Description of the task >> Each line from the one containing "of the silver" through the last line of the entries below is to be transcribed exactly. Nothing else belongs in the reply.
........
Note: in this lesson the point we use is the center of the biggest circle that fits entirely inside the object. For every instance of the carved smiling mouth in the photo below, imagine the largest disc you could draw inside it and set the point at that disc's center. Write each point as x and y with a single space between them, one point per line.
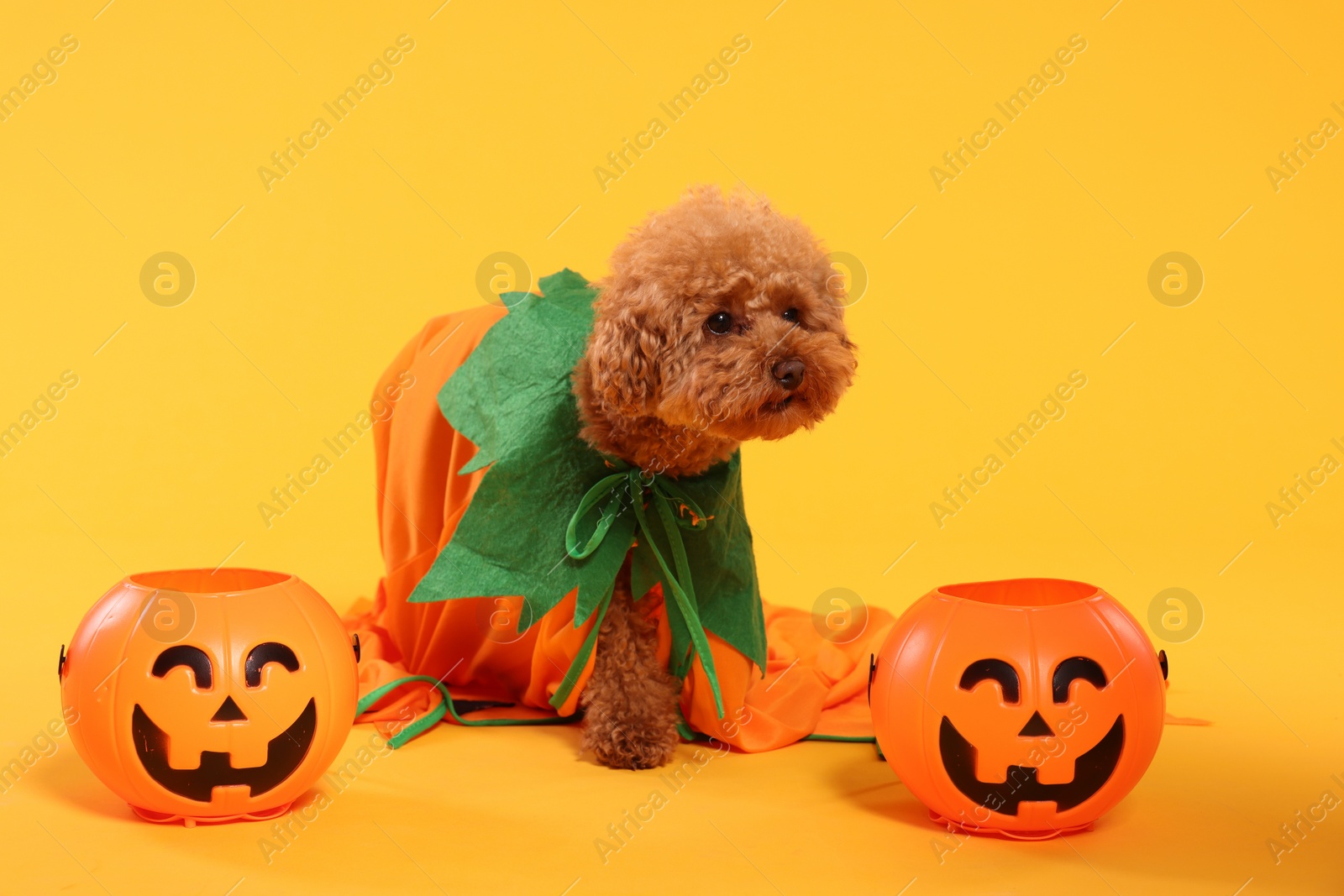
1092 770
284 754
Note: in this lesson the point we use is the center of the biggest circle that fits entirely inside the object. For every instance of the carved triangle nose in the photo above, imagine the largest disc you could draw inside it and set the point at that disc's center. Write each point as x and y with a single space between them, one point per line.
228 711
1035 727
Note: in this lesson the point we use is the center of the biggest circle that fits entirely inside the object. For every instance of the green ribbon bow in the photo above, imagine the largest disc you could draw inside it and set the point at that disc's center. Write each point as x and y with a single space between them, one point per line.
627 490
521 537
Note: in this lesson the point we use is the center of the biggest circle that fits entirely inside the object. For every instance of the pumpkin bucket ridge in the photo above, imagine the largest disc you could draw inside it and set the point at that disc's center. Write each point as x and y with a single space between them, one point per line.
1021 593
208 582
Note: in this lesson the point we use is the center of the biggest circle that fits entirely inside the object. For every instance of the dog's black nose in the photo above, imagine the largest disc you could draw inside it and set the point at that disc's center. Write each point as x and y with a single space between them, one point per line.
790 372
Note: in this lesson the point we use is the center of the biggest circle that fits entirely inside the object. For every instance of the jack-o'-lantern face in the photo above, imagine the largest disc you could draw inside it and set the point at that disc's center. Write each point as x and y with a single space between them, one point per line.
1092 768
210 694
1027 707
284 752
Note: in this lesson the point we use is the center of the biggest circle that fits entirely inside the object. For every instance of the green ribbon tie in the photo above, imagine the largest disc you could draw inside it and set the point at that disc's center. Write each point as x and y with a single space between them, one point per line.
676 511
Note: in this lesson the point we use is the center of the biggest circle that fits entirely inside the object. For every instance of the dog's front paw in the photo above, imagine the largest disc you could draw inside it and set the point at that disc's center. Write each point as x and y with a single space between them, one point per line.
620 746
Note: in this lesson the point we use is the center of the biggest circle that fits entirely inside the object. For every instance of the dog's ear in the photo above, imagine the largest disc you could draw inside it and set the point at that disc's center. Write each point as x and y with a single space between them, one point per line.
622 354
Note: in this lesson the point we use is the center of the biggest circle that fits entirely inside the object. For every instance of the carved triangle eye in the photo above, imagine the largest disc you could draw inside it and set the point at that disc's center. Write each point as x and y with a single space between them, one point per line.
992 671
1072 669
185 654
264 653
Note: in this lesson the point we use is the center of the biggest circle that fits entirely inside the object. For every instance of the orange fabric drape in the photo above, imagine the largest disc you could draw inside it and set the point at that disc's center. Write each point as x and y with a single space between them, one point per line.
811 684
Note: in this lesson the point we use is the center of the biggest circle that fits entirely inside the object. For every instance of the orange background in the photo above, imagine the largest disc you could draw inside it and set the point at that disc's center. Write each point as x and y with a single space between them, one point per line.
980 298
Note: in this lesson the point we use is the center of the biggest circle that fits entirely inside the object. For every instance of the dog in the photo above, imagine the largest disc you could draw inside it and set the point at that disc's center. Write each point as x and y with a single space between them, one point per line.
721 322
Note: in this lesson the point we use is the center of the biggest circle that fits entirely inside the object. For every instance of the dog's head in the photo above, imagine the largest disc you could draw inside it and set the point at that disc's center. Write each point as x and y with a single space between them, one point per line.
722 316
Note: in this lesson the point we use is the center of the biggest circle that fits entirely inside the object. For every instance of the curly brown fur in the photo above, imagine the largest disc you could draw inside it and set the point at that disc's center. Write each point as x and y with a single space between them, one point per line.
631 700
662 390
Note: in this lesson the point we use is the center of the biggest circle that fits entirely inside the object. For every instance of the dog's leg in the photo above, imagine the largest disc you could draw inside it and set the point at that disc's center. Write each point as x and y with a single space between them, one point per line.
631 699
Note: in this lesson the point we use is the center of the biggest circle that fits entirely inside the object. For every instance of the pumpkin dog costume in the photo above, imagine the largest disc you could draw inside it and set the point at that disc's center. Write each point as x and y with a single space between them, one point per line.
506 535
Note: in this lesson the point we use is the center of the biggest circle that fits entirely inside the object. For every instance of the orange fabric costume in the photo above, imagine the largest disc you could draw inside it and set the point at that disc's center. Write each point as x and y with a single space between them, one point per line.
812 685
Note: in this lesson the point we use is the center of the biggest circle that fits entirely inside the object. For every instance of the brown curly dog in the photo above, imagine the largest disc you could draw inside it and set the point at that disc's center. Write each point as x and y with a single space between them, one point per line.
721 322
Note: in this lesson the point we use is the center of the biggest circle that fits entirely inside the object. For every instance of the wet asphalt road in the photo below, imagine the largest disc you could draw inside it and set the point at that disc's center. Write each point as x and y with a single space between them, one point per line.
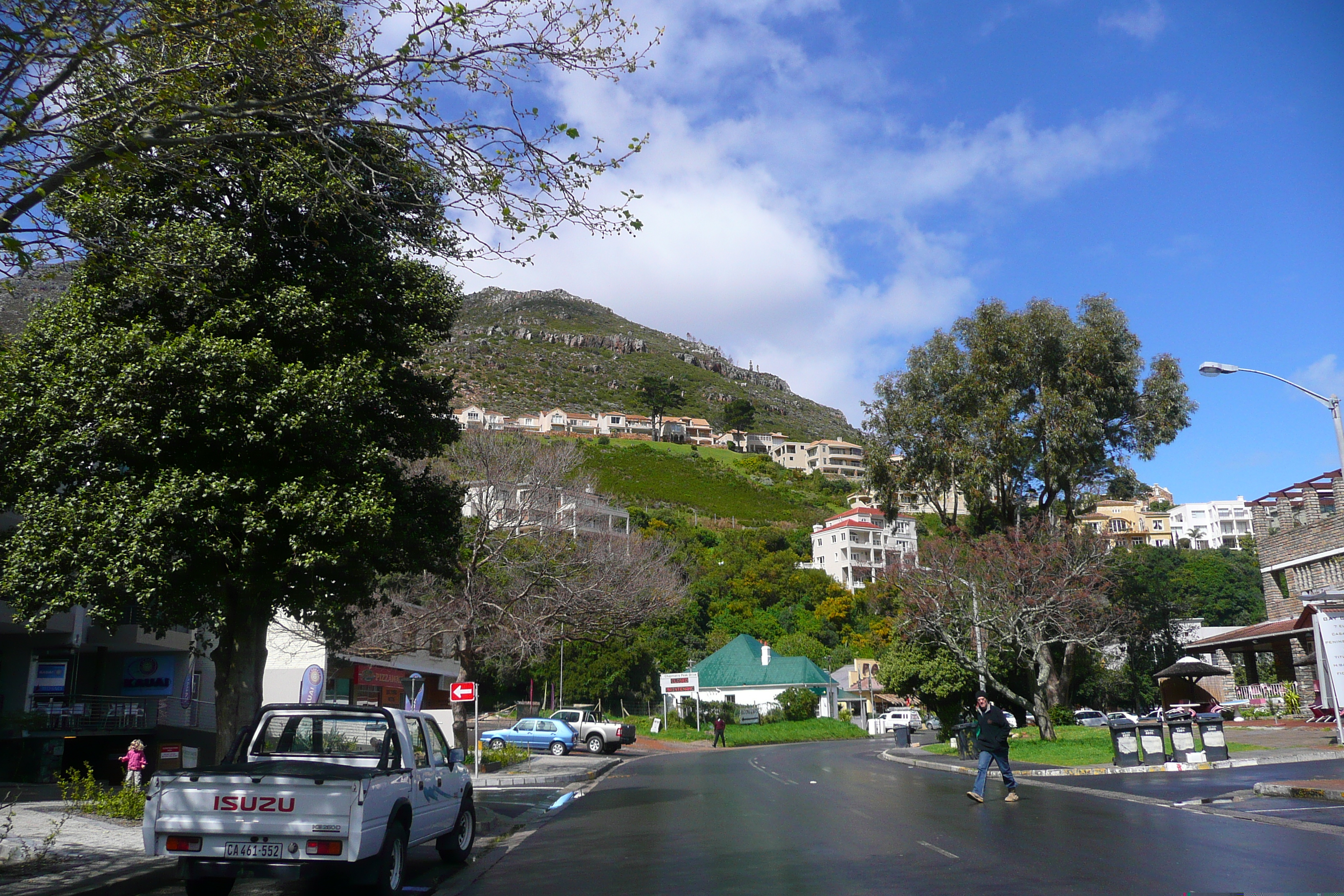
834 819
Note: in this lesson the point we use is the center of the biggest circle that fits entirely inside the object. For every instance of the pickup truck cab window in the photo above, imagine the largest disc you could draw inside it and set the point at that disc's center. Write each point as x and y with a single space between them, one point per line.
437 747
313 735
418 750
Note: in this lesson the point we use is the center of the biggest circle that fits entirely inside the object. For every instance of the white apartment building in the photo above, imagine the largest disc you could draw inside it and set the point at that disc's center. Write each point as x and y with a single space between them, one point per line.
1212 524
478 418
859 545
832 457
791 455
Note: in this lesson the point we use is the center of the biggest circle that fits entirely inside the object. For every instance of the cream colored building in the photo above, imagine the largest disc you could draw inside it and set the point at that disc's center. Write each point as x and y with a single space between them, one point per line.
1130 523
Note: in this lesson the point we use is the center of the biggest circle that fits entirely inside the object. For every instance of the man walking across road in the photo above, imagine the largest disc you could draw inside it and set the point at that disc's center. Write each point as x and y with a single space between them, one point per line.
993 743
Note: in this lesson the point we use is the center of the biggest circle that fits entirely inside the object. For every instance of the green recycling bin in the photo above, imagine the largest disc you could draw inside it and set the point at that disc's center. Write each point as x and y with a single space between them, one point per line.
1124 741
1151 739
1183 738
1212 734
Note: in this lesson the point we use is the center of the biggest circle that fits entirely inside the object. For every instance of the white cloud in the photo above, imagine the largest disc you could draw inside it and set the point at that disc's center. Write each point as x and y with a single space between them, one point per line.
783 198
1324 377
1145 23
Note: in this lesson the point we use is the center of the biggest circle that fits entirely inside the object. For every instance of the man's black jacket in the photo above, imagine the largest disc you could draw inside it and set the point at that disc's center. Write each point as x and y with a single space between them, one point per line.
993 731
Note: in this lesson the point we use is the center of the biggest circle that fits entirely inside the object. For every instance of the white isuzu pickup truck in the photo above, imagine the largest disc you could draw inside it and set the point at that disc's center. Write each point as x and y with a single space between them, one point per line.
315 790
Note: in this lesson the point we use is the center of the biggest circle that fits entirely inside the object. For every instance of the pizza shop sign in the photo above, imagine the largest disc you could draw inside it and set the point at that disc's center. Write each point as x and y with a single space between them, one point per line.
381 676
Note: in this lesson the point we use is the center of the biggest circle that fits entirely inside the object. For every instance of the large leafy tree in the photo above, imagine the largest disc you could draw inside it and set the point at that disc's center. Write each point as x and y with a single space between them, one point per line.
658 397
1027 412
222 418
451 79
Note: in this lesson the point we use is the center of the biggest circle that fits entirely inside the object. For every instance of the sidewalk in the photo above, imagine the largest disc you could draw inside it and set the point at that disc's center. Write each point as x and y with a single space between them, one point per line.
546 770
914 757
89 855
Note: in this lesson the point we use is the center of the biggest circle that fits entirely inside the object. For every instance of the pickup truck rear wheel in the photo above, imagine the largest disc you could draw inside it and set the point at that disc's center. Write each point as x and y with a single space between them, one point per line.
392 862
458 847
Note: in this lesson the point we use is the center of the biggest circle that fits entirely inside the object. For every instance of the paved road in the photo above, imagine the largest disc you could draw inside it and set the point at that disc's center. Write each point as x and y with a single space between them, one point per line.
834 819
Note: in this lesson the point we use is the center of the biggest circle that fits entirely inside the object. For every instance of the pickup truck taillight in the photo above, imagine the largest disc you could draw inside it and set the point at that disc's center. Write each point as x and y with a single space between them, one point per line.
323 848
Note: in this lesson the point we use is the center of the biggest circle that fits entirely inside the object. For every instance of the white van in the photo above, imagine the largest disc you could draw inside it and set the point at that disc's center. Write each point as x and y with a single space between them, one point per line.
902 716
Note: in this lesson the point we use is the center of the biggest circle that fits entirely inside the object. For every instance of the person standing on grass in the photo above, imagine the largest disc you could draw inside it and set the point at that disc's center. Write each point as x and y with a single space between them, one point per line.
135 762
993 745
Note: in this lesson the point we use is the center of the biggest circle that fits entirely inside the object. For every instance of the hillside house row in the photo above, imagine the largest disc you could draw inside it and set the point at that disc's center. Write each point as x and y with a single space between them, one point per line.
830 457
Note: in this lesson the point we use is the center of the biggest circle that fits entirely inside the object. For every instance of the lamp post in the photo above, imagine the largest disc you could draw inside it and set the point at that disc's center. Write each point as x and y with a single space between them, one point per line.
1214 369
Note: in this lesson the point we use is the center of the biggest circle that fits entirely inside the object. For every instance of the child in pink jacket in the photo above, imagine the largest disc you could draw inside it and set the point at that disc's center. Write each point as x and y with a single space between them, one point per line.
135 761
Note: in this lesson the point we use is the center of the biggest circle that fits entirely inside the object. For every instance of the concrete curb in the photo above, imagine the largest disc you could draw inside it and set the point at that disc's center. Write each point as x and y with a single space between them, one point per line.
1311 756
125 883
541 781
1296 789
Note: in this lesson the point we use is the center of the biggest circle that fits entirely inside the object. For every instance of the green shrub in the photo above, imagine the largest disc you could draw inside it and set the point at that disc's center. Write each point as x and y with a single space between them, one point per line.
799 704
1062 716
87 794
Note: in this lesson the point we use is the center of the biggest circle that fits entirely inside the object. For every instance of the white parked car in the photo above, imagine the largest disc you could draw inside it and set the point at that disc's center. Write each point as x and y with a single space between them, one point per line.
909 718
315 792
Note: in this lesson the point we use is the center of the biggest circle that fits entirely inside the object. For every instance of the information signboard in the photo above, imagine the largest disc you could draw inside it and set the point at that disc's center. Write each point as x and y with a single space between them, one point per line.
1330 657
680 683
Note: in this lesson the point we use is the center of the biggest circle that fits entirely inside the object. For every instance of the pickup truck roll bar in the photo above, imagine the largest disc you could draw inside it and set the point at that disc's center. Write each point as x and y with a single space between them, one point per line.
307 707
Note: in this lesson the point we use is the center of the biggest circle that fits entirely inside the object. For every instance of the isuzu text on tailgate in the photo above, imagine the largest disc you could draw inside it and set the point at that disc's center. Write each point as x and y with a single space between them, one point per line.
312 792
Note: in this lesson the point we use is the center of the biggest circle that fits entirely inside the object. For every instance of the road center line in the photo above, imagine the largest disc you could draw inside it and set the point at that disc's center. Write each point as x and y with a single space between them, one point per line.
939 850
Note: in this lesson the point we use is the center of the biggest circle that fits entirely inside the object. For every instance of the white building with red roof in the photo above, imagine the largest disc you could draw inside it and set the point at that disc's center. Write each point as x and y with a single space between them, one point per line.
860 545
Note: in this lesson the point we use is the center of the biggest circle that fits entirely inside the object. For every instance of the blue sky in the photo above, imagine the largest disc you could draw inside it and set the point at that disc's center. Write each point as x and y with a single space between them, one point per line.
830 182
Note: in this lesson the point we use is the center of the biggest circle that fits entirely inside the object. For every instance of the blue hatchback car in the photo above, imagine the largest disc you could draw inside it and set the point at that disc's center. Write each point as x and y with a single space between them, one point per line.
552 735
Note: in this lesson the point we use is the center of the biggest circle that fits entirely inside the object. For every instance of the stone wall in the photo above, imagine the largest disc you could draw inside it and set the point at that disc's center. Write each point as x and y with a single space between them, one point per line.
1301 532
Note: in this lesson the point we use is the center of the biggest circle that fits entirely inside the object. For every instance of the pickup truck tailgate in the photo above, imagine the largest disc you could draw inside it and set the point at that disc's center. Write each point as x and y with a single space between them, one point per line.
276 807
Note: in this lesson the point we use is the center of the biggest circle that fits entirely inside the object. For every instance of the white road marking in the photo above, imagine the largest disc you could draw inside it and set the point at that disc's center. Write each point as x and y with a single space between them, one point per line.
940 851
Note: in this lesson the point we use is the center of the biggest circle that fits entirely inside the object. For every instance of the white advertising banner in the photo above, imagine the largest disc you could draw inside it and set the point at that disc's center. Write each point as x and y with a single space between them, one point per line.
1330 657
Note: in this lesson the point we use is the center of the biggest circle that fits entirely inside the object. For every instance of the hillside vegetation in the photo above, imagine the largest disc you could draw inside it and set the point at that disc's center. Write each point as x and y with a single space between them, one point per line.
713 483
526 352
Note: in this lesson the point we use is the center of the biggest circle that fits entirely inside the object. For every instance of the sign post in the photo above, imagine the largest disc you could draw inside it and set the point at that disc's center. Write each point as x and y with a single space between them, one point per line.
461 692
1330 659
682 683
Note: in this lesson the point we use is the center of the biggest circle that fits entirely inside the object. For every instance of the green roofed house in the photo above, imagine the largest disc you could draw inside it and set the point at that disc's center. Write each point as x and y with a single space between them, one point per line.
746 672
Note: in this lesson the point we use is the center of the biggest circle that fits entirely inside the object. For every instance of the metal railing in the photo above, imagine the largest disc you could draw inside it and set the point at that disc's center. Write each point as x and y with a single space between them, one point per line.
93 714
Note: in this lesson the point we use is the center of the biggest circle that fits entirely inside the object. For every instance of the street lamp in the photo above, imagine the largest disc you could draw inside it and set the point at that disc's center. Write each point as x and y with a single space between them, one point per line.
1214 369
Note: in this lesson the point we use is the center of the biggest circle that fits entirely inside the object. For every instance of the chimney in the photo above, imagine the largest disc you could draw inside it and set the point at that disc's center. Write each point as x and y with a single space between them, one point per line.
1311 504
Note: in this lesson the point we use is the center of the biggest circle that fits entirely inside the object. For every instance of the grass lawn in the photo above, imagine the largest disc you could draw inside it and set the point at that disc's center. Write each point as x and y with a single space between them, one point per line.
779 733
1077 746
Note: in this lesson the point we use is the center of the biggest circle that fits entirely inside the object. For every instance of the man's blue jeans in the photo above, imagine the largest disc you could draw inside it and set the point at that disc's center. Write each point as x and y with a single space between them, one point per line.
985 758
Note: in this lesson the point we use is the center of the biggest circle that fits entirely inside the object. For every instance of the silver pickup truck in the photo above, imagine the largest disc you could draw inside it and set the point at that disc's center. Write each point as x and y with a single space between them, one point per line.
596 733
315 792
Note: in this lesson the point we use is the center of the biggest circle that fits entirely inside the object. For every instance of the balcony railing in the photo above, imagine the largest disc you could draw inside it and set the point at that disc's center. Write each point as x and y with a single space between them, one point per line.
........
Output below >>
Note: in this lesson the point we use is the center of the biggest circle that fits entirely inside the object. For every instance of the silver pickup truck in the photo above, imagine the largest disc you could draw inside it and set the point at that disc's center. Write each point as x and y with a single space between them, one point per line.
596 733
315 792
Note: in this lesson the point we use is the center of the biggest circle that fits entirely inside the object. For every instance of the balcony railing in the photo above, imagine the largest disc you could draw inside it and set the point at that disc's center. Write each point as x and y with a single space between them, one point per line.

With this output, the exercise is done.